What you need to do |
Below are records; repeat them all exactly.
(Beginning of Information given)
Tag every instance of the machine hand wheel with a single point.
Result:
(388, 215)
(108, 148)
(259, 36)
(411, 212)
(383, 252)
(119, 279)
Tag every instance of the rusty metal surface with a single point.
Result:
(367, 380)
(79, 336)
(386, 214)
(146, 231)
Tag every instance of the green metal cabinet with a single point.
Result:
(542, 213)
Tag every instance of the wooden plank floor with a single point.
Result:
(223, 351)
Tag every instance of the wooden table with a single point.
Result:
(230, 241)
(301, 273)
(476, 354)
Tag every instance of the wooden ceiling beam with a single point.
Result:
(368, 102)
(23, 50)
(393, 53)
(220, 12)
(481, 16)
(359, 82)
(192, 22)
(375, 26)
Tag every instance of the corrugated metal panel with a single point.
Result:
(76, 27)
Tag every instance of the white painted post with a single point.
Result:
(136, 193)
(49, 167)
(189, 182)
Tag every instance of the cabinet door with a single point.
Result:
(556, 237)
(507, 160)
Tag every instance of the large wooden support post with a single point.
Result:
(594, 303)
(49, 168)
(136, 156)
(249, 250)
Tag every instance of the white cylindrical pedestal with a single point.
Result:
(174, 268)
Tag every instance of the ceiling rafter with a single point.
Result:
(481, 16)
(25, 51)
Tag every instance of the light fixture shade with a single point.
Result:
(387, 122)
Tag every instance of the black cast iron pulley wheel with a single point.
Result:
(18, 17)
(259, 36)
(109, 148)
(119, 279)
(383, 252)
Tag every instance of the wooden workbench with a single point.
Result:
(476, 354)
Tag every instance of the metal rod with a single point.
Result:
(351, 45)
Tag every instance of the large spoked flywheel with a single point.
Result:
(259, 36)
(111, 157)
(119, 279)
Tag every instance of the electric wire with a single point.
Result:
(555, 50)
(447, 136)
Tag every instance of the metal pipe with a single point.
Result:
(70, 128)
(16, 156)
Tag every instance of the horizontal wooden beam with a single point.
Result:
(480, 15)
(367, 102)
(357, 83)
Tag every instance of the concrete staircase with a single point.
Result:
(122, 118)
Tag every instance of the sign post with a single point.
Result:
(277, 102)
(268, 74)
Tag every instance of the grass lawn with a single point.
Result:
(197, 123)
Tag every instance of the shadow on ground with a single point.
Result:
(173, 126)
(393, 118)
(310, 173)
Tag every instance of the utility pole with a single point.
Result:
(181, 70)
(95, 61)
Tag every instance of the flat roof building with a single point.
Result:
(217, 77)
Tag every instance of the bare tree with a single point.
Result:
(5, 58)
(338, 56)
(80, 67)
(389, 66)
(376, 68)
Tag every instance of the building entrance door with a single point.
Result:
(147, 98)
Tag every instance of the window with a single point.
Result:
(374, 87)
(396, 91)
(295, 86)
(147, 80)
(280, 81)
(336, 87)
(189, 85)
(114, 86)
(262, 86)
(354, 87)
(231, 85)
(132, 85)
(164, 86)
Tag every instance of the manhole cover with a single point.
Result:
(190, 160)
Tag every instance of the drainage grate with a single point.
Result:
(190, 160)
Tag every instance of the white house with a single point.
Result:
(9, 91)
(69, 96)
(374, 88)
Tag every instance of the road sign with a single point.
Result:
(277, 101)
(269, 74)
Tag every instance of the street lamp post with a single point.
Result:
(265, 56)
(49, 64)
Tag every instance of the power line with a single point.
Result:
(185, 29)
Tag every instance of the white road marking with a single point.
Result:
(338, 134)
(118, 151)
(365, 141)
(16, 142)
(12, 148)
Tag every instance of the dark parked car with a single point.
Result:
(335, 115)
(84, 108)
(End of Information given)
Result |
Tag every instance of the machine hand wheel with a single point.
Result:
(388, 215)
(108, 148)
(259, 36)
(411, 212)
(383, 252)
(119, 279)
Tag every instance of the rusty metal surface with a single point.
Result:
(367, 380)
(79, 336)
(386, 214)
(146, 231)
Tag every instance of the green metal cabinet with a single point.
Result:
(542, 213)
Tag every instance of the wooden plank floor with a single point.
Result:
(223, 351)
Tag every instance of the wooden table with a single point.
Result:
(230, 241)
(301, 273)
(476, 354)
Tag every instance of the wooden ceiling beam with a single point.
Result:
(368, 102)
(23, 50)
(393, 53)
(220, 12)
(481, 16)
(359, 82)
(192, 22)
(375, 26)
Tag every instance of the corrugated metal panel with a single point.
Result:
(76, 27)
Tag every instance of the white painted post with a single point.
Result:
(136, 193)
(49, 167)
(189, 182)
Tag every instance of the cabinet door with a single point.
Result:
(556, 237)
(507, 160)
Tag every instance of the large wooden support post with a single point.
Result:
(594, 303)
(49, 168)
(136, 156)
(249, 250)
Tag every instance of the white cylindrical pedestal with a single point.
Result:
(174, 268)
Tag every instance of the ceiling rafter with a single point.
Result:
(481, 16)
(25, 51)
Tag every instance of the light fixture shade with a single point.
Result:
(387, 122)
Tag every instance of the black cast iron pulley wheel with a single point.
Result:
(18, 17)
(259, 36)
(109, 148)
(119, 279)
(383, 252)
Tag every instance of the wooden workbench with a single point.
Result:
(476, 354)
Tag every instance of the metal rod with a single point.
Result:
(351, 45)
Tag every instance of the large spoked flywheel with a single point.
Result:
(259, 36)
(111, 157)
(119, 279)
Tag every instance of the electric wire with a single point.
Result:
(555, 50)
(447, 136)
Tag every instance of the metal pipe with a single point.
Result:
(70, 128)
(16, 156)
Tag every instance of the horizontal wooden beam with a single point.
Result:
(480, 15)
(367, 102)
(357, 83)
Tag every instance of the concrete staircase with a single point.
Result:
(122, 118)
Tag every instance of the sign post with a single point.
Result:
(277, 102)
(268, 74)
Tag every instance of the grass lawn with a single point.
Result:
(197, 123)
Tag every instance of the shadow on ground with a single point.
Result:
(173, 126)
(393, 118)
(310, 173)
Tag every instance of the utility pole with a single point.
Result:
(181, 70)
(95, 61)
Tag every instance of the flat roof building with a single point.
Result:
(217, 77)
Tag every instance of the bare tree with a single point.
Result:
(5, 58)
(338, 56)
(80, 67)
(389, 66)
(376, 68)
Tag every instance of the building entrance door with a single point.
Result:
(147, 98)
Tag every instance of the window with a single point.
Result:
(374, 87)
(396, 91)
(295, 86)
(147, 80)
(280, 81)
(336, 87)
(189, 85)
(114, 86)
(262, 86)
(354, 87)
(231, 85)
(132, 85)
(164, 86)
Tag every instance of the manhole cover with a single point.
Result:
(190, 160)
Tag every instance of the drainage grate with a single point.
Result:
(190, 160)
Tag every instance of the white house with a single point.
Result:
(9, 91)
(69, 96)
(374, 88)
Tag every instance of the road sign with a single point.
Result:
(277, 101)
(269, 74)
Tag every instance of the street lamp post with a single point.
Result:
(265, 56)
(49, 64)
Tag every instance of the power line with a single point.
Result:
(185, 29)
Tag every instance of the white road marking with a single point.
Result:
(338, 134)
(118, 151)
(365, 141)
(16, 142)
(12, 148)
Tag every instance of the dark parked car with a single point.
Result:
(335, 115)
(84, 108)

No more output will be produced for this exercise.